Excerpt provided ::

I'm chick-ifying my brother's room I think. HAHA. No really, the neighbours must be wondering what happen to all that psytrance and house music that used to blast out of the speakers of his room. I've got like opera music playing out of his speakers. HAHA. Yes I listen to opera. But then again I listen to EVERYTHING. Anyways, point is, I'm lovin' the one week residency in his room! He went to Jakarta on monday, and well will be back by this week. After that mummy's going to Turkey for...20 days? yayzers! Eitherway, I think August is going to be such a FUN month. PLUS the fact that I'm so happy nowadays. God knows why, but I'm so cheerful (inside+out) and I get so many cheap thrills. Happy music makes happy people (:

Today was one interesting Wednesday. OHMYGOSH, I just realised this WHOLE time, I thought it was Tuesday! HAHAHAH oh gosh I typed Tuesday. Lol. Anyways, interesting WEDNESDAY! Lol, Jo's day ended really early, right after PE to be exact! She still had to clear her NAPFA, so well, during her last two laps, Mr Soh asked me to pace her, and I ran with her, pushing her. I felt a bit bad - I mean I was pushing her, without knowing she was in pain, if she had told me I'd have forced her to stop. Dang): Eitherway, she was in so much pain she couldn't walk properly - poor dear Jo >.< We sat at the Caf, and well, Mdm Z came and called the ambulance! So off Jojo went! I hope she's fine. She wasn't depressed or anything, we still laughed a HELL lot sitting at the caf and made buckets of jokes and there were plenty of Flucks flying in the air. BUT the icing on the darn cake was the fact that the whole world PANIC(ked) AT THE DISCO when all the paramedics came and they literally STOPPED where they were to kpo. Lol, typical Singaporean - but I'd have done the SAME thing if I was them too! I photographed the ordeal for Jo cos I just thought it was an EPIC memory to have, and if you know me well enough, you'd know I'm a believer of "capturing every moment in photographs". Lol.

Task brief ::
Answer these about the blog entries above:
1. Where did the writer's brother go on Monday?
2. Who asked the writer to pace Jo during her last two laps?
3. Who called the ambulance?

Entries provided ::
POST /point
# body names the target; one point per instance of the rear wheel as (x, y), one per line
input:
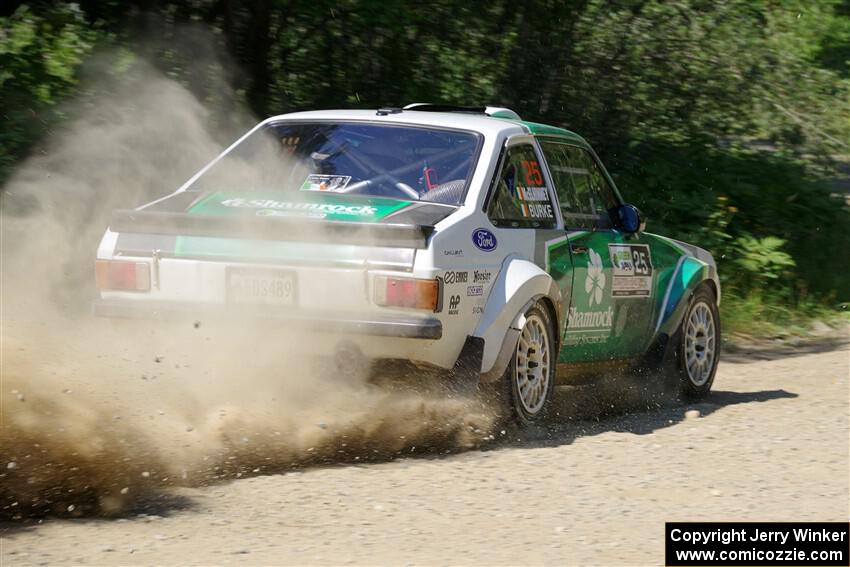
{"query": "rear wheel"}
(698, 346)
(530, 377)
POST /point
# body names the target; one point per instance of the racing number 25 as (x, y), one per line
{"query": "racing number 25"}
(533, 177)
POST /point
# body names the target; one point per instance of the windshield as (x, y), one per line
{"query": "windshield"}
(400, 162)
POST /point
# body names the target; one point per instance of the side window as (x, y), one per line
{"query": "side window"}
(587, 200)
(521, 198)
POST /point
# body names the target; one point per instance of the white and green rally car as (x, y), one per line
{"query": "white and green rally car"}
(462, 239)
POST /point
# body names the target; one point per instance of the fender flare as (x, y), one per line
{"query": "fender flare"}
(519, 285)
(689, 274)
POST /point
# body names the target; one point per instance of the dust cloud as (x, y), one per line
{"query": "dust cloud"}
(98, 415)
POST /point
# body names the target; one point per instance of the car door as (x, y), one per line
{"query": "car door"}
(608, 314)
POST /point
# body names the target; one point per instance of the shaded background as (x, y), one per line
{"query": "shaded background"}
(727, 123)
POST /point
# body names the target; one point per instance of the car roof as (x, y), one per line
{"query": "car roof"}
(482, 123)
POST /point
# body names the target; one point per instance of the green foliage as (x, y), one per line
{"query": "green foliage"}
(39, 55)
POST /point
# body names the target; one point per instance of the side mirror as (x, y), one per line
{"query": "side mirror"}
(630, 219)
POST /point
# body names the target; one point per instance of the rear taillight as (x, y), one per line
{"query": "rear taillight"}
(407, 292)
(123, 275)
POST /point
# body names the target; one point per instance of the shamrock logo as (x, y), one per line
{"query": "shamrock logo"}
(595, 282)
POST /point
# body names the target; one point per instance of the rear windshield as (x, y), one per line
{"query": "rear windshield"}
(400, 162)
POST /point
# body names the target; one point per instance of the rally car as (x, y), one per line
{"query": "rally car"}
(466, 240)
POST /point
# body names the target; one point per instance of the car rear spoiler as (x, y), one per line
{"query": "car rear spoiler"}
(271, 228)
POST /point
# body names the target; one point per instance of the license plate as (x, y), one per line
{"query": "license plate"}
(260, 287)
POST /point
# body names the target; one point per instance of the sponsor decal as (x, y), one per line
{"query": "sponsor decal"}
(330, 183)
(456, 277)
(631, 274)
(590, 319)
(323, 206)
(481, 276)
(586, 327)
(267, 206)
(484, 240)
(594, 283)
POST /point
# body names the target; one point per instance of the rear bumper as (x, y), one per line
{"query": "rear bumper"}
(407, 328)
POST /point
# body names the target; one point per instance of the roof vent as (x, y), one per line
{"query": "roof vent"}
(494, 111)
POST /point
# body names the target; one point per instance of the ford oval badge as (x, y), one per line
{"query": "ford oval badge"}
(484, 240)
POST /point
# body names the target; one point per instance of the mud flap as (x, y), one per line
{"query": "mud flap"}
(463, 378)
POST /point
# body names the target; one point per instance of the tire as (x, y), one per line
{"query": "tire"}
(529, 380)
(697, 345)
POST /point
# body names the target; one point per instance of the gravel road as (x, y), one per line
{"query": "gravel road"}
(770, 443)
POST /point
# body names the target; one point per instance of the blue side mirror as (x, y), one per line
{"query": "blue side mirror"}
(631, 221)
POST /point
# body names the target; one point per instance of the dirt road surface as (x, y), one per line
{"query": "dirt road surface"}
(771, 443)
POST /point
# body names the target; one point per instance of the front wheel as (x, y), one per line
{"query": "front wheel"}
(699, 345)
(530, 377)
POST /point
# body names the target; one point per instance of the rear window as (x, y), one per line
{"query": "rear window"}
(401, 162)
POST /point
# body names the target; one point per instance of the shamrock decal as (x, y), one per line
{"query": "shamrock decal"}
(595, 282)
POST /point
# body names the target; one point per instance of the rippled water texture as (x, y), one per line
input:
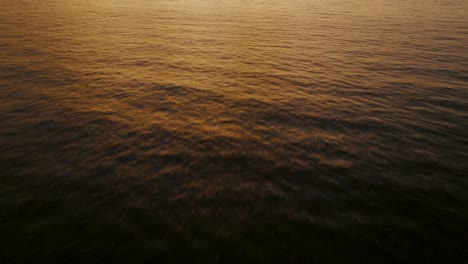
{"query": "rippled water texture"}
(233, 131)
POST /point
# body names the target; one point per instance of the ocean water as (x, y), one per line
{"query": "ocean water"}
(234, 131)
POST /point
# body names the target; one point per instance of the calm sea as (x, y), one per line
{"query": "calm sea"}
(234, 131)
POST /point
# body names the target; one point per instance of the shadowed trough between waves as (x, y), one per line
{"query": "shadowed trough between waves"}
(254, 131)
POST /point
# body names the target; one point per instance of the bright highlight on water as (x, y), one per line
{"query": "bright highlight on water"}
(213, 131)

The reply ::
1. Jakarta
2. Mr Soh
3. Mdm Z